[Begin Input for this task]
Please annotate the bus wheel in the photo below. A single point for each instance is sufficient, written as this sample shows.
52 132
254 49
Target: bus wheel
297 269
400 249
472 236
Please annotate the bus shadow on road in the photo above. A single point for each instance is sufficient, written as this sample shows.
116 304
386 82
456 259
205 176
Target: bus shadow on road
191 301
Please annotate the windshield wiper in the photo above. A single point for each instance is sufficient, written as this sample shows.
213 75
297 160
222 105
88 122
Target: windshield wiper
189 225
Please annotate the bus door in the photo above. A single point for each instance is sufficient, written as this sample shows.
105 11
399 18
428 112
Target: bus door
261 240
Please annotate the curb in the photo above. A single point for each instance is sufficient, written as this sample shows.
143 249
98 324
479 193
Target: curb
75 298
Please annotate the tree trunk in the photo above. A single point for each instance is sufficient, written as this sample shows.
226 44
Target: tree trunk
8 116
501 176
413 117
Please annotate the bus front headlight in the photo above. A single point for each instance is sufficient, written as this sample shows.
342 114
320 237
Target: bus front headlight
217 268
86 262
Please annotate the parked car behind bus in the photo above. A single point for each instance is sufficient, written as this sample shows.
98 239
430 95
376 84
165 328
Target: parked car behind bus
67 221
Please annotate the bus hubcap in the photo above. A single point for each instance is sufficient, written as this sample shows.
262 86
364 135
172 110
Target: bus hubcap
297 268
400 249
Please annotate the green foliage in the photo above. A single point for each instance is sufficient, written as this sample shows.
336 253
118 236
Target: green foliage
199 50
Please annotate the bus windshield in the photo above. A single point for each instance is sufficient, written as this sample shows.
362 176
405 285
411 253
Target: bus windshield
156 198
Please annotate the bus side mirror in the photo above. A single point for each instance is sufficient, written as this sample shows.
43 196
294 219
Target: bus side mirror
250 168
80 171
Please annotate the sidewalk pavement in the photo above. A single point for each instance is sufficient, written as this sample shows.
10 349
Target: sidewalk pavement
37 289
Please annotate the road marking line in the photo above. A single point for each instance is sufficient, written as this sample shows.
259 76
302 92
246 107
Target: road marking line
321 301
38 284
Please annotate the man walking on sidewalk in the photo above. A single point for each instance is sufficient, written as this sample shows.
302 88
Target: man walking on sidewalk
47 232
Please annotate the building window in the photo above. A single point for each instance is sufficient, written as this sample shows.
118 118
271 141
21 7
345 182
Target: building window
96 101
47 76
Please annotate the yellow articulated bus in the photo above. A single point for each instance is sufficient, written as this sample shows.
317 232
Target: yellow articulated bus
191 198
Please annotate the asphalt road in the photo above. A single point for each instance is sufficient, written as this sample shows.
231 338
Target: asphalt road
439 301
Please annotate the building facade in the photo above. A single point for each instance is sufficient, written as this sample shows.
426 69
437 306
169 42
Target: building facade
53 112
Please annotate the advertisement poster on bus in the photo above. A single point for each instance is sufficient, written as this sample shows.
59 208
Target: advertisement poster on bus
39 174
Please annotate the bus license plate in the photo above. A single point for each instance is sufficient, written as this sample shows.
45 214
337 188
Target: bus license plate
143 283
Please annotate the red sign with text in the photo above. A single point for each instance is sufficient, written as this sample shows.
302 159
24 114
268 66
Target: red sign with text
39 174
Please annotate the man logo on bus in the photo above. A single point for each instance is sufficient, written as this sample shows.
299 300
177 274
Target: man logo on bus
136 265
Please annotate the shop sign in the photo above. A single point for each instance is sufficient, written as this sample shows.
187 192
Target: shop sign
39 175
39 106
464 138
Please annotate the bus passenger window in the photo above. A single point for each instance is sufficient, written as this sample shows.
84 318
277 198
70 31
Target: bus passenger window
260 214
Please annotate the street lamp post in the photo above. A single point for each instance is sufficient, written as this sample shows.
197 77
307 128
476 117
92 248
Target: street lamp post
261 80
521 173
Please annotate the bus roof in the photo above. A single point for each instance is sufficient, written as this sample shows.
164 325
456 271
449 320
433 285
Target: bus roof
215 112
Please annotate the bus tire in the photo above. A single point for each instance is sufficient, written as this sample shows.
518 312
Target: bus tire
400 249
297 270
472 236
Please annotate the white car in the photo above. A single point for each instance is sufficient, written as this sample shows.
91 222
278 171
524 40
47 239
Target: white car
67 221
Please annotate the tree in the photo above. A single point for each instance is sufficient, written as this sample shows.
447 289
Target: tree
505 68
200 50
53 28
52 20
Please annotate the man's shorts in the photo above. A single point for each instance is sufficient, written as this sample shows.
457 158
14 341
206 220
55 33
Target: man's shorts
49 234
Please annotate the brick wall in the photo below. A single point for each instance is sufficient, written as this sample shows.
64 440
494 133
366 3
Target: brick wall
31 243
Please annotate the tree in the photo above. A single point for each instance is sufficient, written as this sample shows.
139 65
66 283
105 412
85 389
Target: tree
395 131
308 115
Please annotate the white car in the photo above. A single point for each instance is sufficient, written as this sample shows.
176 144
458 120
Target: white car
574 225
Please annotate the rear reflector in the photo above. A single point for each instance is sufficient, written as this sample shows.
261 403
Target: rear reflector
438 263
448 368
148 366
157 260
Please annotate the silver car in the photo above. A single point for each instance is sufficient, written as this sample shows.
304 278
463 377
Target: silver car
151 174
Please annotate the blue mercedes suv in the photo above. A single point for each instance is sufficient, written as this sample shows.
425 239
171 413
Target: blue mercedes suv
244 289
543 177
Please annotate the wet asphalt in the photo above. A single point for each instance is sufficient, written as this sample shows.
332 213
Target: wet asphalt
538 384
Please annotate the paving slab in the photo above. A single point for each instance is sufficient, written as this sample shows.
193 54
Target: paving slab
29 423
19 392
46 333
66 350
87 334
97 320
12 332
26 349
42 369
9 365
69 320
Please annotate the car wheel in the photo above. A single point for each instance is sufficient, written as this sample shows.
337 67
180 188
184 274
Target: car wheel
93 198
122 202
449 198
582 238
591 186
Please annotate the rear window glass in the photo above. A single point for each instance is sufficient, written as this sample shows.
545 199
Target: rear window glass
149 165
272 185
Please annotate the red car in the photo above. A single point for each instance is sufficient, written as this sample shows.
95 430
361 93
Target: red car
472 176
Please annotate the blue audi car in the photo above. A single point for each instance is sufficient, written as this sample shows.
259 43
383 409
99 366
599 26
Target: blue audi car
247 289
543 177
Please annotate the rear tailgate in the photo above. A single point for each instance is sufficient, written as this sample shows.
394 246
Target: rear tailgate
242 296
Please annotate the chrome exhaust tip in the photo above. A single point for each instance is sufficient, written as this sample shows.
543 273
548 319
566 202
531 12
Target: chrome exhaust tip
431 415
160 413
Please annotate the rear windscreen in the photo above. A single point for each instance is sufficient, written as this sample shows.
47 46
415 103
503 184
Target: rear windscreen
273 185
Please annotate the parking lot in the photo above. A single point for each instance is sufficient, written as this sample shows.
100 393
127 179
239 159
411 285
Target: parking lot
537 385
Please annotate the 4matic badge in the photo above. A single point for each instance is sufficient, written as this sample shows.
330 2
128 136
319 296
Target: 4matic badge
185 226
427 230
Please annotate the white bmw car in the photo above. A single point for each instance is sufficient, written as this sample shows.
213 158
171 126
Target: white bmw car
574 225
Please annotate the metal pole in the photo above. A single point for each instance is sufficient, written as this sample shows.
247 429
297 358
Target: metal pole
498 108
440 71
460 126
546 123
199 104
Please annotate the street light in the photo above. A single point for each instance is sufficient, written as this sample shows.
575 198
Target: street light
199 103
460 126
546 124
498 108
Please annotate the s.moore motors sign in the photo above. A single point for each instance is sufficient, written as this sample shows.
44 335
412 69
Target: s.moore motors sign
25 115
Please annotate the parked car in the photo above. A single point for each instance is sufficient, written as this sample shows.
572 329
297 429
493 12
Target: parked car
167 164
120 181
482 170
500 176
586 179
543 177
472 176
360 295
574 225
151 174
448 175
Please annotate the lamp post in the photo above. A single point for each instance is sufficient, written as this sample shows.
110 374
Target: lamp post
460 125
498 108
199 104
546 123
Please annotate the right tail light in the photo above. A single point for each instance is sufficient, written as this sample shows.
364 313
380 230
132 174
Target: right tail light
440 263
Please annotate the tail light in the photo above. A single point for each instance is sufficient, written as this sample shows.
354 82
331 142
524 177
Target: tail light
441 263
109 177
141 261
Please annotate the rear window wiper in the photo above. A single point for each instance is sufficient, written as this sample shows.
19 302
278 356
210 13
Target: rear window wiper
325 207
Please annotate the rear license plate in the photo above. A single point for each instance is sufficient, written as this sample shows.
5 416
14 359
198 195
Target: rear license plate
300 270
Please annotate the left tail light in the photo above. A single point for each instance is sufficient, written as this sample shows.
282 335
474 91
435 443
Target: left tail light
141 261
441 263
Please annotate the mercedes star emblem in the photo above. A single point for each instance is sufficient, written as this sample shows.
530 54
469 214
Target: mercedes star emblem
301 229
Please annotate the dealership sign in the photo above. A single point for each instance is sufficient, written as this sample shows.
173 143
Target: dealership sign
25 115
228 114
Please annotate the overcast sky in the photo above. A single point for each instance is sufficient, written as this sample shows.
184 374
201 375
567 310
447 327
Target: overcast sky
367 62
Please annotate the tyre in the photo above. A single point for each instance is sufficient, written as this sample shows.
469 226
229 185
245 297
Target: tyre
[End Input for this task]
- _Problem statement_
Print nothing but the lines from the line with "Please annotate the rear license" to the last line of the records above. Both of those lines count.

- _Written solution_
Please annotate the rear license plate in the photo above. A single point for each instance is sufficient, written as this sample shows.
5 416
14 359
198 195
Target: rear license plate
300 270
Please annotate the left tail light in the photo above. A single point for each instance is sufficient, written as this sample shows.
282 335
474 91
435 443
Target: left tail light
141 261
441 263
Please annotate the mercedes star emblem in the photo above. A single point for each instance is sufficient, written as this sample shows.
530 54
469 214
Target: mercedes star emblem
301 229
Please annotate the dealership sign in the photo above. A single point for each instance is sufficient, written as this sample shows.
173 143
Target: dealership sign
25 115
228 114
Please annotate the overcast sky in the photo above. A single point for each instance is sufficient, written as this sample shows.
184 374
201 375
567 310
447 327
Target: overcast sky
367 62
Please annotate the tyre in the photo above. A single point for each instance is sufficient, written as this sample shows.
469 226
229 185
245 297
Target: tyre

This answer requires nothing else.